Parts of the exercise:
1 - Return the passage on Stranger Things word for word, from "Anyway, her performance" to "not be complete.".
2 - According to the passage on Stranger Things, why must Millie Bobby Brown's expressions convey all her character feels? Answer in one to three sentences.

Passage to read START

Horror and fantasy not particularly being my cup of tea, I was most surprised by the emotional connection that Stranger Things was able to wield via the terrific child actors at the heart of the story. They wrap themselves around your psyche in all sorts of peculiar ways, none more so than the astonishing Millie Bobby Brown, the young British actress who plays the telekinetically enabled and unusually named “Eleven.” Suffice to say this little girl has quite the remarkable powers; she hooks up with the three boys searching for Winona’s missing son, and is on the lam from a laboratory where government agents used her as a guinea pig and potential weapon in the fight against the Russians (remember the Cold War?)

Anyway, her performance is really something to watch; she has limited dialogue, so expressions must convey all she feels, and every one of them cuts to the quick. Stranger Things is worth seeing just for the joy of encountering such a great new talent.

Oh, and back to Winona. How perfectly appropriate that she would be cast in a project that takes place in the decade which saw her emergence as one of the iconic actresses (Heathers, Beetlejuice) of her generation. Here, her acting has just the right amount of jitteriness required for a character who’s borderline nutso (due to the circumstances, of course). And just the necessary number of “Winona-isms” without which the occasion would not be complete.

Passage to read END
Data provided START

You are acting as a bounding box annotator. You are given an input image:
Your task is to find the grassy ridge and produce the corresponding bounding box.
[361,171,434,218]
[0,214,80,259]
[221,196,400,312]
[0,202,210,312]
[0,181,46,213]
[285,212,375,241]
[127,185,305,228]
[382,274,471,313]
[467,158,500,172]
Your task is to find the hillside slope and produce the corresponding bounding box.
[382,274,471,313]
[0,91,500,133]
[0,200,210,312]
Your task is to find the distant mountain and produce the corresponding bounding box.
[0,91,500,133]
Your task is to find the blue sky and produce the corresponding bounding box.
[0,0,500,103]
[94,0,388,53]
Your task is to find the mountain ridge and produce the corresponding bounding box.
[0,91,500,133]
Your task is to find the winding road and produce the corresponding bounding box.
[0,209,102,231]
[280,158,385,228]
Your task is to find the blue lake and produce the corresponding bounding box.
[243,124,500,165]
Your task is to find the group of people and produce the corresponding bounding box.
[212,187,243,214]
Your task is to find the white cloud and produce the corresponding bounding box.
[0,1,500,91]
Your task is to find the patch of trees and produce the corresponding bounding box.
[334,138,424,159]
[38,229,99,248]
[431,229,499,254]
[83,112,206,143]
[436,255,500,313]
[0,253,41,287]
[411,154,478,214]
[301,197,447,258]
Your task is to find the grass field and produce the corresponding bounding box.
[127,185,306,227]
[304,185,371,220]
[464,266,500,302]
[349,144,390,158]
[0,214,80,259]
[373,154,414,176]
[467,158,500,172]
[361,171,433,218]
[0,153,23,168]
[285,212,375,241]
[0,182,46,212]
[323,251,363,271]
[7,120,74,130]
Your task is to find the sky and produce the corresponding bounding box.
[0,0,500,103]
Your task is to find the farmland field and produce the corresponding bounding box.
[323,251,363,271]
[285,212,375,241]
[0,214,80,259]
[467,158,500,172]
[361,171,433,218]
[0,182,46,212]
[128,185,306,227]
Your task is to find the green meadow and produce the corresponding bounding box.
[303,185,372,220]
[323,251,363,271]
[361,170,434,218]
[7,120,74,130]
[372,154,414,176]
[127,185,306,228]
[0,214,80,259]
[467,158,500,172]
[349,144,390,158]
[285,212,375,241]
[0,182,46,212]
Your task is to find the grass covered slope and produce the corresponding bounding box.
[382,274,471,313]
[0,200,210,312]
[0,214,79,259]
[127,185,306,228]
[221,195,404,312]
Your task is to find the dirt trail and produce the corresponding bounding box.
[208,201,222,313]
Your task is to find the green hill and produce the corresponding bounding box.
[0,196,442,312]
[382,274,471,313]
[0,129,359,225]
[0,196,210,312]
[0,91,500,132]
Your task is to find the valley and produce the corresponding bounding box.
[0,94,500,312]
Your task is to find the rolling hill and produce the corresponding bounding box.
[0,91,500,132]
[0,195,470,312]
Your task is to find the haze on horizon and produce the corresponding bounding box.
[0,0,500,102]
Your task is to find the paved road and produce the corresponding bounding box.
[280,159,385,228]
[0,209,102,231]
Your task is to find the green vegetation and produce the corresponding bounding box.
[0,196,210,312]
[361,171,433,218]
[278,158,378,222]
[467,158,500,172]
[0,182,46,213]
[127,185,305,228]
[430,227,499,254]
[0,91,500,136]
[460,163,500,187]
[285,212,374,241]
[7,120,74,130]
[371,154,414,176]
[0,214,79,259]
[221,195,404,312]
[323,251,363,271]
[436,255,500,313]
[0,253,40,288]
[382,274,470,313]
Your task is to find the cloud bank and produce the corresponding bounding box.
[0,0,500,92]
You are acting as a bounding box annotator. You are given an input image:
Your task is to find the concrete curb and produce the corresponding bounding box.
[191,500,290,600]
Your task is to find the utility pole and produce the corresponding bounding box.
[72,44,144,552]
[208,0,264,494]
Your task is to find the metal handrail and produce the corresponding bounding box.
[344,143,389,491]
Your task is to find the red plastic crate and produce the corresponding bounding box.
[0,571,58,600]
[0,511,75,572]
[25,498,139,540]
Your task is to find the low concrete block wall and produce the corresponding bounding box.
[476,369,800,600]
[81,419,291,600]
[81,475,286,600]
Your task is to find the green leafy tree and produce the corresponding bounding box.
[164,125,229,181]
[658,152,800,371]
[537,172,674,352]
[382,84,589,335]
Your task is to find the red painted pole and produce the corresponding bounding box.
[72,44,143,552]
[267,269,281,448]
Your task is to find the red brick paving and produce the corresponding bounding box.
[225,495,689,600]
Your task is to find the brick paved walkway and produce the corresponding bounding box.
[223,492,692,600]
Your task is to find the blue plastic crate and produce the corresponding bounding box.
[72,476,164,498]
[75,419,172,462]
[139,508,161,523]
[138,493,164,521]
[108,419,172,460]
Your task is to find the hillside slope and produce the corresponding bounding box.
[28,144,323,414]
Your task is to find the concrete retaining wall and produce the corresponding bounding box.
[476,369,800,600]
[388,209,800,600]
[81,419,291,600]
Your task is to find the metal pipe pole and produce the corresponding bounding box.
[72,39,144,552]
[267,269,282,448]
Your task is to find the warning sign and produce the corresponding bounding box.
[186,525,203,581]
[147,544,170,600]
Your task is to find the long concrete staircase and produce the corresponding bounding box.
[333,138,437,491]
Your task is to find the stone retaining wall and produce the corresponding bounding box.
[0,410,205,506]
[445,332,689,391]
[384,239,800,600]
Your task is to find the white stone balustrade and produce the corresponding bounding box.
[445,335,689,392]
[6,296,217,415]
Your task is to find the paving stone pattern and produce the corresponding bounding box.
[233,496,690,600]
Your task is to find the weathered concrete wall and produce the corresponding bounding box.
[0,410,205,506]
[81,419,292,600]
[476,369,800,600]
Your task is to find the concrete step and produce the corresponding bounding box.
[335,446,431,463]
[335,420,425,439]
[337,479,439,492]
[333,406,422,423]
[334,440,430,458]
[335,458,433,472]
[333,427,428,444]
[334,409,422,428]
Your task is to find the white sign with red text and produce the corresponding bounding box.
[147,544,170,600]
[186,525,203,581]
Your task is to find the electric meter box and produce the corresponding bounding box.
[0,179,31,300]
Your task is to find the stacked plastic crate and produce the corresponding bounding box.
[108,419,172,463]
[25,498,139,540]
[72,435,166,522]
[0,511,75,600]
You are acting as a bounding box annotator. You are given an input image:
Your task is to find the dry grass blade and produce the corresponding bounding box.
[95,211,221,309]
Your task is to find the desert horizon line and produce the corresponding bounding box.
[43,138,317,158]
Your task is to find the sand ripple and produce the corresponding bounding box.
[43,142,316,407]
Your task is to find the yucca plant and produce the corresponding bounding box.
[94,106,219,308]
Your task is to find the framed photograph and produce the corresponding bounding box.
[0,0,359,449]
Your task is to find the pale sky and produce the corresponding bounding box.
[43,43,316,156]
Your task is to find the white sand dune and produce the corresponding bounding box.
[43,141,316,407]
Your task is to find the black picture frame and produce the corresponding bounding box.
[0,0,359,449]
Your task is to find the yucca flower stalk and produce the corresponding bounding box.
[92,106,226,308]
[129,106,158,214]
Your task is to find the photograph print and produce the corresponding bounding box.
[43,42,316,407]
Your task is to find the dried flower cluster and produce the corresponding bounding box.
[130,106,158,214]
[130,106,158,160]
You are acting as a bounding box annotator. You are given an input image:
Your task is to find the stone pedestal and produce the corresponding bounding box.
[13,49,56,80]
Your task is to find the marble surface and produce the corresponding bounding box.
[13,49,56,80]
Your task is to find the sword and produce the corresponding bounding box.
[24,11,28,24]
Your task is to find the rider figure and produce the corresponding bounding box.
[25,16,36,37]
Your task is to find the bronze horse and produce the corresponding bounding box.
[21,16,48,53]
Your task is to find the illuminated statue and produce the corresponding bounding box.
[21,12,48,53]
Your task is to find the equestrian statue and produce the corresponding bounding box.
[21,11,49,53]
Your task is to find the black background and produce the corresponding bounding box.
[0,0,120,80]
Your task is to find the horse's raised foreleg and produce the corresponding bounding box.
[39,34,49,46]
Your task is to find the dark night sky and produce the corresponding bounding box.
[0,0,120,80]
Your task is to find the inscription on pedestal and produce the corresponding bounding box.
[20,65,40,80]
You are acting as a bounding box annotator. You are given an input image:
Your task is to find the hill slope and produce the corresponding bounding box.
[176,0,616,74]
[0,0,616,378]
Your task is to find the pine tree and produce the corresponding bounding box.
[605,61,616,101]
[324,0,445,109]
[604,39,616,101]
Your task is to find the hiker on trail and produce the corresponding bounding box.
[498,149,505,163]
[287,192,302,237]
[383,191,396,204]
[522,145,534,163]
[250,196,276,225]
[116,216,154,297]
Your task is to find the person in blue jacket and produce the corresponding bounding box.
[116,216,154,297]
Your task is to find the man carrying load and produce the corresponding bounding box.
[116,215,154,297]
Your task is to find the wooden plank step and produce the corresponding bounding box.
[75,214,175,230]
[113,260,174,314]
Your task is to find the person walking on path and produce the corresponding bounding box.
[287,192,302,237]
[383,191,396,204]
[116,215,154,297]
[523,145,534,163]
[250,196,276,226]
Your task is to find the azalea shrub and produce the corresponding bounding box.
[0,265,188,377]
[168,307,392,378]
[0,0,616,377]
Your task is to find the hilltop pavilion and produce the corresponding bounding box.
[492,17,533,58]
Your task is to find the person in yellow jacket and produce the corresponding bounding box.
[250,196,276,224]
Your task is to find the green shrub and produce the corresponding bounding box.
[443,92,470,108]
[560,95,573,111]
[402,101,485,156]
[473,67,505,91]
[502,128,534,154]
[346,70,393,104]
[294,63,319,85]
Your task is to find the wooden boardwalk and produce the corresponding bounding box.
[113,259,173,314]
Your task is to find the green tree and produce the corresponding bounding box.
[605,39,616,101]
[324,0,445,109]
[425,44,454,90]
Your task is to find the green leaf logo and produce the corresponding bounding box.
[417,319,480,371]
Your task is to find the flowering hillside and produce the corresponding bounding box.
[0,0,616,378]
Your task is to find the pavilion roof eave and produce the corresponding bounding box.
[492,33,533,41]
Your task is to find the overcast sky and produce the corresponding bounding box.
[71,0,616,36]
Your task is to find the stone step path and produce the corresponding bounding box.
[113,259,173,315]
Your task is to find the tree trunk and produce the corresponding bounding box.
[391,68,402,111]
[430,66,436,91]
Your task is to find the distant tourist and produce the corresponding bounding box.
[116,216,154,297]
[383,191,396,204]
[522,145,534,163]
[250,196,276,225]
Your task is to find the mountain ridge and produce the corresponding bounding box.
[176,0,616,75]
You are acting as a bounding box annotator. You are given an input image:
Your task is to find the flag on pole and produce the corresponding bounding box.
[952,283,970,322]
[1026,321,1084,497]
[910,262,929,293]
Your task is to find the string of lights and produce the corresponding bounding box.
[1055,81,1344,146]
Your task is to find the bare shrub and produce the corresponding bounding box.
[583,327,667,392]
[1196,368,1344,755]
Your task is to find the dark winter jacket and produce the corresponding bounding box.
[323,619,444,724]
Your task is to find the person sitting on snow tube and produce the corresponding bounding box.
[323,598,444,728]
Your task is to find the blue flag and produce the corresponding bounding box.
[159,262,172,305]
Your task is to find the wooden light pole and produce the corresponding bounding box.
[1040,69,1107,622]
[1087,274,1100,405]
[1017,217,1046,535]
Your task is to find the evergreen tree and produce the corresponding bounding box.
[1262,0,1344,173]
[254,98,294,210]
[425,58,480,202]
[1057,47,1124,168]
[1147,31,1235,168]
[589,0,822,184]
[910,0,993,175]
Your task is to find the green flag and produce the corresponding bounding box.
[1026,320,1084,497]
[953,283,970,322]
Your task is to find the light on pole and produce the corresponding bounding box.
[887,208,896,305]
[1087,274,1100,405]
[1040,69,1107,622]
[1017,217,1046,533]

Data provided END

Replies:
1 -
Anyway, her performance is really something to watch; she has limited dialogue, so expressions must convey all she feels, and every one of them cuts to the quick. Stranger Things is worth seeing just for the joy of encountering such a great new talent.

Oh, and back to Winona. How perfectly appropriate that she would be cast in a project that takes place in the decade which saw her emergence as one of the iconic actresses (Heathers, Beetlejuice) of her generation. Here, her acting has just the right amount of jitteriness required for a character who’s borderline nutso (due to the circumstances, of course). And just the necessary number of “Winona-isms” without which the occasion would not be complete.

2 - She has limited dialogue in the role, so her expressions have to carry all of the character's feelings.